Work instructions: Whichever lines include the word "rough", copy them as they appear in the data.

Exercise inputs:
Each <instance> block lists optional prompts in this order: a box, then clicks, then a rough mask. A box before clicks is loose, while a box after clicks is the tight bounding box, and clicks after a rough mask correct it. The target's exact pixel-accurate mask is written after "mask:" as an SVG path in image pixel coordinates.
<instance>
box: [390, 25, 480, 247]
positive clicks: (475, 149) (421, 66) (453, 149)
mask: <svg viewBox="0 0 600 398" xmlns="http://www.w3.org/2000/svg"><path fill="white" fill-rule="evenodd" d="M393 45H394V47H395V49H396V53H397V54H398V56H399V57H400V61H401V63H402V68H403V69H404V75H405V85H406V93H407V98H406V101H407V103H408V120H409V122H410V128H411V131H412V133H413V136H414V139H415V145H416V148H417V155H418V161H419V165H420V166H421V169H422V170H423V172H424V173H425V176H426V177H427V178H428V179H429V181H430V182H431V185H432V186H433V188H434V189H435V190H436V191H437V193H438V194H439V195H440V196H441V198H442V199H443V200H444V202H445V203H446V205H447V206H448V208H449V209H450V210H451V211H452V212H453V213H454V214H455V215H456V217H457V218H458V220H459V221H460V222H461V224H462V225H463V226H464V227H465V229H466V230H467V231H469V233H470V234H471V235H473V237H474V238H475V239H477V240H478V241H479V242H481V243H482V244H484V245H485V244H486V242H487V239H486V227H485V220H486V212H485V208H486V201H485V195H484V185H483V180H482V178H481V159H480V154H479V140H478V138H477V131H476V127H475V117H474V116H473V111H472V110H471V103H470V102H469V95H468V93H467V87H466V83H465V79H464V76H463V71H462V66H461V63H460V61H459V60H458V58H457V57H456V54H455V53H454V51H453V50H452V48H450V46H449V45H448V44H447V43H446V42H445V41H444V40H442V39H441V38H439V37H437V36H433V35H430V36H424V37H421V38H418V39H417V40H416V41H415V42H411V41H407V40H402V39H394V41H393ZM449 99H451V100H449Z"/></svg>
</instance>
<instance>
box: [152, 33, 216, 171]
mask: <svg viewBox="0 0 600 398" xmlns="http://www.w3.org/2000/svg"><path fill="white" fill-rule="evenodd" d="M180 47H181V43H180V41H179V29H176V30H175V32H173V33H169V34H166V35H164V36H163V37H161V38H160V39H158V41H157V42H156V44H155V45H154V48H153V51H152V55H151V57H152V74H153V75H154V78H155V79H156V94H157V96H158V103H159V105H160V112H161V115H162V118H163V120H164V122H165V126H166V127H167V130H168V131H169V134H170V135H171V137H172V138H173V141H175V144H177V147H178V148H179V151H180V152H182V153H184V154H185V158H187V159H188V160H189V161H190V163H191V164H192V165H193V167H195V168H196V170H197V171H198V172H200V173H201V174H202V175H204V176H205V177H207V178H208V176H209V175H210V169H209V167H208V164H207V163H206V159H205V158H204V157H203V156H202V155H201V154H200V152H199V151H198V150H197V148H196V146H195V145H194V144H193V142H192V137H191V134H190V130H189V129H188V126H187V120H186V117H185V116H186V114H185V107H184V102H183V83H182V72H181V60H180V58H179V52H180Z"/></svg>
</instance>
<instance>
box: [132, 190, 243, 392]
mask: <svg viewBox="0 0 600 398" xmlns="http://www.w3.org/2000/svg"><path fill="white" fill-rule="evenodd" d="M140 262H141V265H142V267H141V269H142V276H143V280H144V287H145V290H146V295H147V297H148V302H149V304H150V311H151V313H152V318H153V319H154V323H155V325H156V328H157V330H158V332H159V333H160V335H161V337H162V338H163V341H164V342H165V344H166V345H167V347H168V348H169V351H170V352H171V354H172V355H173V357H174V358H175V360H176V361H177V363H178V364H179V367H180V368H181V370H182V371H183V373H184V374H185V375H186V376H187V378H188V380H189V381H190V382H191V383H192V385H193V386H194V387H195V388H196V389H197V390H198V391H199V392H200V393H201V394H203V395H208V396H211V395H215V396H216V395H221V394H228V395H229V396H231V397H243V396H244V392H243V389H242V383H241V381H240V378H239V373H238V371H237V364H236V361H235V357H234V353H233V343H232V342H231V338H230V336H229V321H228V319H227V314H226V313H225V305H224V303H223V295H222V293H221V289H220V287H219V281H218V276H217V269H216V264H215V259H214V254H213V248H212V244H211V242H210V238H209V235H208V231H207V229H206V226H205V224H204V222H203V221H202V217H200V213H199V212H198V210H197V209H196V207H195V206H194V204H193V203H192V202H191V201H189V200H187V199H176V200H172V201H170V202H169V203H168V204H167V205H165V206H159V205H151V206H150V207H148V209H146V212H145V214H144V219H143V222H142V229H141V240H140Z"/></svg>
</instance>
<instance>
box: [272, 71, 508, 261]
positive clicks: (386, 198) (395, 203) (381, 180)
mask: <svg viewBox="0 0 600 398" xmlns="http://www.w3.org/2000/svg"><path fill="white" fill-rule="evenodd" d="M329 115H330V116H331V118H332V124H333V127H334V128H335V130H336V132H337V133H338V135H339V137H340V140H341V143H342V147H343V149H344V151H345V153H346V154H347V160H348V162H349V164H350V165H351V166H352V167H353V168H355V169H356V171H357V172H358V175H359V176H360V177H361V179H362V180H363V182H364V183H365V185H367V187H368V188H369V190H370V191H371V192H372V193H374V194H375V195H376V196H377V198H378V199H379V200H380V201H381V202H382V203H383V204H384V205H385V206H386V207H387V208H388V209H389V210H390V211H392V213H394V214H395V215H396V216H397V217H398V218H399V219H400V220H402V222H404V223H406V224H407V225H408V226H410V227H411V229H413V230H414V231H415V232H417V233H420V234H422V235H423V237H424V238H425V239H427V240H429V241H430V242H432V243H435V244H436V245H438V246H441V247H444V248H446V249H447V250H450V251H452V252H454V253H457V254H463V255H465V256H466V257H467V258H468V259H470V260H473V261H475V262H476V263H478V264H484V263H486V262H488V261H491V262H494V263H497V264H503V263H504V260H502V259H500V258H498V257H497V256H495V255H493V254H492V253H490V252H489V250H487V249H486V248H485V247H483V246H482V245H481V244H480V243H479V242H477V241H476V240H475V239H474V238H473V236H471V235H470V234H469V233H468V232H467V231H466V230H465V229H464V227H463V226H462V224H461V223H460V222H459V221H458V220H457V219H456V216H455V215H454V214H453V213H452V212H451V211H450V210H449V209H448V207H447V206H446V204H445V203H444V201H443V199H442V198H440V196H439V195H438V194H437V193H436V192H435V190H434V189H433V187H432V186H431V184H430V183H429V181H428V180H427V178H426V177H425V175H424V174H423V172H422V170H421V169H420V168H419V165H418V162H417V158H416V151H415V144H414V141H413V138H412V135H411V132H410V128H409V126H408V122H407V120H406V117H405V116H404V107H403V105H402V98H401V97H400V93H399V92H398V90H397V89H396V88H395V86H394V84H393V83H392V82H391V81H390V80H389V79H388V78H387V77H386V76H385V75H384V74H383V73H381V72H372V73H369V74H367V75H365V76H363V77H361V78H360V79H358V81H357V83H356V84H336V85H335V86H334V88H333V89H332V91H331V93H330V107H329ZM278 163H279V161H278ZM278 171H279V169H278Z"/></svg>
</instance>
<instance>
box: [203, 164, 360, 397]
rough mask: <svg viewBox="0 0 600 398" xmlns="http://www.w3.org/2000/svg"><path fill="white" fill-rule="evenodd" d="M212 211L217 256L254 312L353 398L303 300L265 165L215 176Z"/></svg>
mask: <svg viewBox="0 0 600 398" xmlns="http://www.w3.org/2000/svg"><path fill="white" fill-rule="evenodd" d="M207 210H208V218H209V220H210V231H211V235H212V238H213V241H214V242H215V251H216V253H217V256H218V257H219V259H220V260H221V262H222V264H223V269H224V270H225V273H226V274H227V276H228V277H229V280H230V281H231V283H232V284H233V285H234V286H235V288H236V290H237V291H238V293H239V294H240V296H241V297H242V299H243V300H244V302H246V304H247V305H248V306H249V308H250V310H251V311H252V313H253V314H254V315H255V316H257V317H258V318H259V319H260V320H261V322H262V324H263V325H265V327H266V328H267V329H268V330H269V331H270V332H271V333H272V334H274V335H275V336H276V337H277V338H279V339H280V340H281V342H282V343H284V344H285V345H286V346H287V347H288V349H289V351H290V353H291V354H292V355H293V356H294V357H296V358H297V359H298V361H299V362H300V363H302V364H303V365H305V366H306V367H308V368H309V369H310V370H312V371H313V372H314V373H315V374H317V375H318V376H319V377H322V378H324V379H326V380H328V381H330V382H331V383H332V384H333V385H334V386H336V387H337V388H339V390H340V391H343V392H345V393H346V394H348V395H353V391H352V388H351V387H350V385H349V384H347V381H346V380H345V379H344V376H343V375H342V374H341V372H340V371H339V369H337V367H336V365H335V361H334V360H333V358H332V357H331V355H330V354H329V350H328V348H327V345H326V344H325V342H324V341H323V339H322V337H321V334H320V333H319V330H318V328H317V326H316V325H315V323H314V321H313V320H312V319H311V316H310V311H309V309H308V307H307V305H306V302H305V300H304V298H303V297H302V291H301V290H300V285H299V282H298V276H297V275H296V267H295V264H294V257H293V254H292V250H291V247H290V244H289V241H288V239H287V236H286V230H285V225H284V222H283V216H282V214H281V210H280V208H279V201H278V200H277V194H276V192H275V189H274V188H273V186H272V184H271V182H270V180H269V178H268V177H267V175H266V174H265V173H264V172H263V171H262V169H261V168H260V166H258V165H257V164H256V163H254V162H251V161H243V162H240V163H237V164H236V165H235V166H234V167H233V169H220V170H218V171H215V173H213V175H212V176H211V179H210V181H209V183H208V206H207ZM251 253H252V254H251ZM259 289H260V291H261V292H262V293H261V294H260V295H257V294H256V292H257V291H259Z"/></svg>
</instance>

Solution to this problem:
Each <instance> block lists optional prompts in this order: a box, then clicks, then a rough mask. A box before clicks is loose, while a box after clicks is the tight bounding box, and clicks after a rough mask correct it. The target's exact pixel-accurate mask is written after "mask:" as an SVG path in image pixel coordinates.
rough mask: <svg viewBox="0 0 600 398" xmlns="http://www.w3.org/2000/svg"><path fill="white" fill-rule="evenodd" d="M212 211L217 256L254 312L353 398L303 300L265 165L215 176Z"/></svg>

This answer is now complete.